> **Task list**
a – Copy from the Huntsworth profile, starting at "U.K communications company" and ending at "Dubilier & Rice.".
b – Decide whether each statement agrees with the Huntsworth profile, and back each yes or no with the deciding words quoted from it: (i) Huntsworth's headquarters are in London. (ii) Huntsworth was founded by Neil Jones. (iii) Most of the group's health clients are pharmaceutical and biotech companies.
c – Continue the Huntsworth profile from where it stops.
──────── Extract to read
Huntsworth
- Company type: Private
- Industry: Pharmaceuticals
- Founder: Lord Chadlington
- Headquarters: London, England
- Number of locations: 50 principal offices in 28 countries
- Area served: Worldwide
- Key people: Liam FitzGerald (Chairman); Neil Jones (CEO);
- Services: Integrated healthcare communications
- Owner: Clayton, Dubilier & Rice
- Subsidiaries: Medistrava Evoke The Creative Engagement Group Grayling Citigate Dewe Rogerson Red
- Website: www.huntsworth.com

= Huntsworth =

U.K communications company

Huntsworth Plc is an international healthcare and communications group.

The Group's principal area of focus is health, which provides marketing and medical communications services to healthcare clients, which are primarily large and mid-size pharmaceutical and biotech companies. Huntsworth is owned by private investment firm Clayton, Dubilier & Rice.
────────────────
──────── Excerpted records
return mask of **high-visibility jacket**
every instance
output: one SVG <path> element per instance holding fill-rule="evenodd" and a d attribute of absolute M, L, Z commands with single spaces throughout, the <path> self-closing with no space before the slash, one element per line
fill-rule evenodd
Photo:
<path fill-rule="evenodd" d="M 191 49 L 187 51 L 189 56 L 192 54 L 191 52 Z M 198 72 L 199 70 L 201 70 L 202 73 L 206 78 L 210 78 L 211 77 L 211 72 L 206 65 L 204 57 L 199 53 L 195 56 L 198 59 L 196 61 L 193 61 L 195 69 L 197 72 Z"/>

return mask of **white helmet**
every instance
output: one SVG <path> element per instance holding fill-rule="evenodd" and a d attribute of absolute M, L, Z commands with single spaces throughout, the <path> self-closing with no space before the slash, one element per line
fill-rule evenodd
────────────────
> **Answers below**
a –
U.K communications company

Huntsworth Plc is an international healthcare and communications group.

The Group's principal area of focus is health, which provides marketing and medical communications services to healthcare clients, which are primarily large and mid-size pharmaceutical and biotech companies. Huntsworth is owned by private investment firm Clayton, Dubilier & Rice.

b –
(i) Yes: "Headquarters: London, England"
(ii) No: "Founder: Lord Chadlington"
(iii) Yes: "primarily large and mid-size pharmaceutical and biotech companies"

c –
==Clients==
Graylings has lobbied for some of Britain's leading companies, like National Grid and BT, and has carried out PR work for Belarus. When working for Huntsworth, its founder Lord Chadlington personally lobbied for several clients, including the London Stock Exchange, Associated British Foods and the Carlyle Group. Chadlington would also advise private equity companies on issues being examined by the Commons Treasury Select Committee as well as prime senior figures from private equity firms such as Permira, KKR, 3i and the Carlyle Group before they appeared before the Treasury Select Committee.

==Political connections==
Huntsworth is a major donor to the UK Conservative Party: between them, Lord Chadlington and Huntsworth donated £77,000 to the Tories between 2005 and 2010.